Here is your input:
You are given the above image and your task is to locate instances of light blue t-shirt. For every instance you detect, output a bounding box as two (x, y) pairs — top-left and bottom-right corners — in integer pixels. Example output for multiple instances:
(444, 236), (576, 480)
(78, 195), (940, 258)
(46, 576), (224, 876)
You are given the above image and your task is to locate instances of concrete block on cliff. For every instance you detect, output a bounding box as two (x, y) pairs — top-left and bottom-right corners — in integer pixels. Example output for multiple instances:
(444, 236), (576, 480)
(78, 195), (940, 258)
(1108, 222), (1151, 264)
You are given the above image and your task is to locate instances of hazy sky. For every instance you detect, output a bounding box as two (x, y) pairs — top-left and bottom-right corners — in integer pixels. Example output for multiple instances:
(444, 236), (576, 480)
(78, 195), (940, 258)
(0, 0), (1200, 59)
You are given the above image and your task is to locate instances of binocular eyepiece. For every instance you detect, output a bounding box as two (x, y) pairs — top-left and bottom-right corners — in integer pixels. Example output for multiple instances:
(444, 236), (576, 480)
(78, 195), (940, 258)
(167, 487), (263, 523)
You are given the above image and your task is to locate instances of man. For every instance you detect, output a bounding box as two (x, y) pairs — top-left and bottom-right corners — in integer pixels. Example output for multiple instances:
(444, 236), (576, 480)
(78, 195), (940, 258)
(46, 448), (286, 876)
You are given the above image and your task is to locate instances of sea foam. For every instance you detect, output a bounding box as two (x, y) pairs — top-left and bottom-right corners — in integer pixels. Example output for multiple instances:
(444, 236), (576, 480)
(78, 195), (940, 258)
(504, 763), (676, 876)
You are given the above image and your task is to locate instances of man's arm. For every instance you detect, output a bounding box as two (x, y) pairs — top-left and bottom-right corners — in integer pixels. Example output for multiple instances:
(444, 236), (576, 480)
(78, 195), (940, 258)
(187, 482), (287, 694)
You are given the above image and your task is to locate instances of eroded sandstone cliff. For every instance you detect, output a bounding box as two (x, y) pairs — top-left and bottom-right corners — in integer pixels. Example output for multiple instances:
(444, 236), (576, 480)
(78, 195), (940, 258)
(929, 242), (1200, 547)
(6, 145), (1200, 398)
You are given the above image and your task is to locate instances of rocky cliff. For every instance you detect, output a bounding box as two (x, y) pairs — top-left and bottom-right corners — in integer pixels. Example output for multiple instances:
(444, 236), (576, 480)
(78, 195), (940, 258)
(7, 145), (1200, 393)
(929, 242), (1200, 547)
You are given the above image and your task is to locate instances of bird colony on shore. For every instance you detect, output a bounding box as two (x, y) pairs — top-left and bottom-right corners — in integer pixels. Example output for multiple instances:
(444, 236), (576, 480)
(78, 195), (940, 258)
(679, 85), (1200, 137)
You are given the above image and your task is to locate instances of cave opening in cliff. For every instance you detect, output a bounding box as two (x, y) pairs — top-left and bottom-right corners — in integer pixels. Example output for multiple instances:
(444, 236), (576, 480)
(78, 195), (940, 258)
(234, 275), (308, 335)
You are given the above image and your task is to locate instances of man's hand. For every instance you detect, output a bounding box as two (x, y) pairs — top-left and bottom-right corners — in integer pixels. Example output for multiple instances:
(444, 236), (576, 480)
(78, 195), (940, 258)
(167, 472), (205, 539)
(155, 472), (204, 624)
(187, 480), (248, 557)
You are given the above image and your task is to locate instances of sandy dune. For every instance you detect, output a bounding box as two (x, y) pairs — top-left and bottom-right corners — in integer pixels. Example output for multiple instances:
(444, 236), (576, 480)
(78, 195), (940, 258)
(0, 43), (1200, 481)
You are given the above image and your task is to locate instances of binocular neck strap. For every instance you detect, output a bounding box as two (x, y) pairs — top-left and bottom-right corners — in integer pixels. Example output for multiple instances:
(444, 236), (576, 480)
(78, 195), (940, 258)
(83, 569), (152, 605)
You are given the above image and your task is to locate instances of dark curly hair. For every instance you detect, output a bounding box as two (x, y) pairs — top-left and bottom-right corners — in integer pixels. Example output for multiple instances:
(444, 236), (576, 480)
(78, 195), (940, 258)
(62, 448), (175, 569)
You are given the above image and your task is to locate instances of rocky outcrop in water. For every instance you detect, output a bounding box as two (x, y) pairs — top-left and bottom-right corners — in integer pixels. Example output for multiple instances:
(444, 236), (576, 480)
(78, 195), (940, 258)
************
Copy every row above word for word, line by line.

### Solution to the problem
Here is your input:
You are given the above image and your task is to locate instances of light blue t-shirt. For every instance you detect, output a bounding box as two (x, y) pairs — top-left and bottom-right corners — in integer pixels. Example output for multiple instances:
(444, 236), (576, 480)
(78, 195), (940, 258)
(46, 576), (224, 876)
You are given the above image and your task is to locate instances of concrete block on cliff. For every instance you detect, output a bounding box as two (x, y) pairs — top-left and bottom-right corners — in integer pixels. Example output for multiple instances:
(444, 236), (576, 480)
(78, 195), (940, 258)
(1108, 222), (1151, 264)
You are given the above image and your task is to locate instances of hazy sky. For every instance you detect, output a bounding box as two (x, y) pairs — top-left and bottom-right corners — in integer pixels. Example output for multiple instances:
(444, 236), (576, 480)
(78, 195), (940, 258)
(0, 0), (1200, 59)
You are given the above image and your task is to locate instances of binocular eyepiece. For every instance you detect, output a bounding box as two (x, y) pairs — top-left and bottom-right corners — in integer pixels. Example output for multiple instances:
(444, 236), (576, 480)
(78, 195), (940, 258)
(167, 487), (263, 523)
You are given the above image and your task is to locate instances of man. For every instance you detect, output a bounding box as two (x, y) pairs — top-left and bottom-right corners — in integer pixels. Example output for multiple instances:
(444, 236), (576, 480)
(78, 195), (940, 258)
(46, 448), (286, 876)
You are given the above image and your task is to locate instances of sea foam. For every instance you detect, output a bounding box as two (x, y) pairs — top-left and bottom-right corners — in integer pixels. Example output for multiple instances:
(444, 236), (576, 480)
(78, 195), (940, 258)
(504, 763), (676, 876)
You are given the above image and your task is to locate instances of man's arm. For every instance you detect, output a bounding box as two (x, y) pairs — top-left and bottom-right corners — in integer pixels. Example output for multiple instances:
(444, 236), (576, 480)
(78, 195), (940, 258)
(187, 482), (287, 694)
You are given the above image and your task is to locate instances of eroded sandstone cliff. For every instance you detect, output a bounding box as two (x, y) pairs — top-left and bottom-right corners — in integer pixels. Example output for multiple instances:
(444, 236), (576, 480)
(78, 195), (940, 258)
(929, 242), (1200, 547)
(6, 145), (1200, 398)
You are given the above image and your task is to locate instances of rocky cliff. For every instance you detect, output a bounding box as two (x, y) pairs — top-left and bottom-right corners — in integer pixels. Example output for multiple instances:
(444, 236), (576, 480)
(78, 195), (940, 258)
(7, 145), (1200, 393)
(929, 242), (1200, 547)
You are given the above image and your task is to locate instances of bird colony on shore. For every instance you detect, output a bounding box as two (x, y) pairs — top-left and bottom-right corners — in integer pixels. Example output for multiple instances:
(444, 236), (576, 480)
(78, 195), (940, 258)
(679, 85), (1200, 137)
You are given the above image and your task is to locate instances of cave opening in cliff. For every instance you detect, output a bounding box as two (x, y) pairs — top-left and bottom-right corners — in integer pixels. Example output for multiple instances:
(444, 236), (576, 480)
(78, 195), (940, 258)
(234, 275), (308, 335)
You are given the above image and your task is to locate instances of man's hand. For every instance you detect, output a bounding box as two (x, y) pairs — top-left and bottom-right corners — in integer pixels. Example output for multiple instances:
(444, 236), (576, 480)
(78, 195), (940, 258)
(167, 472), (205, 539)
(155, 472), (204, 624)
(187, 480), (248, 557)
You are given the above image and your task is to locate instances of sandy dune. For every instance you detect, output a bounding box as two (x, y) pairs — top-left and bottom-right corners — in integer pixels. Example output for multiple instances:
(444, 236), (576, 480)
(78, 195), (940, 258)
(0, 43), (1200, 481)
You are given the above image and your task is to locate instances of binocular neck strap. For every instance you detect, output a bounding box as two (x, y) pairs — top-left and bottom-right corners — in integer pixels. Example output for multiple instances:
(444, 236), (576, 480)
(78, 195), (940, 258)
(83, 569), (152, 605)
You are given the above image and your task is to locate instances of dark curly hair. For every instance you detect, output a bounding box as two (x, y) pairs — top-left and bottom-right corners — in integer pixels. Example output for multiple instances:
(444, 236), (576, 480)
(78, 195), (940, 258)
(62, 448), (175, 569)
You are given the above image and your task is to locate instances of rocky outcrop in water. For every instance you detect, output a bounding box as two (x, y) pairs — top-left and bottom-right corners — in integer pixels. Example output for multiple instances:
(444, 236), (576, 480)
(78, 195), (940, 258)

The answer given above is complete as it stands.